Task details
Please print the listing that follows word for word, but skip any pictures it holds.

____ Records

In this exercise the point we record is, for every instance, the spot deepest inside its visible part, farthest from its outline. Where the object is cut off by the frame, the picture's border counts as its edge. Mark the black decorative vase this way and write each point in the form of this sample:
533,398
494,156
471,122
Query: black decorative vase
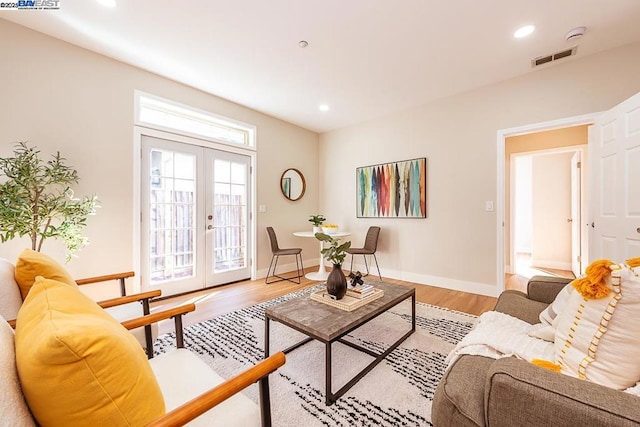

________

Result of the exercise
In this exercise the point we record is, for every instance, the spot deepest inside its visible part, farthest from its outline. Where the object is cut off by the frame, the picture's border counts as its edge. Mark the black decorative vase this way and write each point in the form of this sample:
533,398
494,156
471,122
Query: black decorative vase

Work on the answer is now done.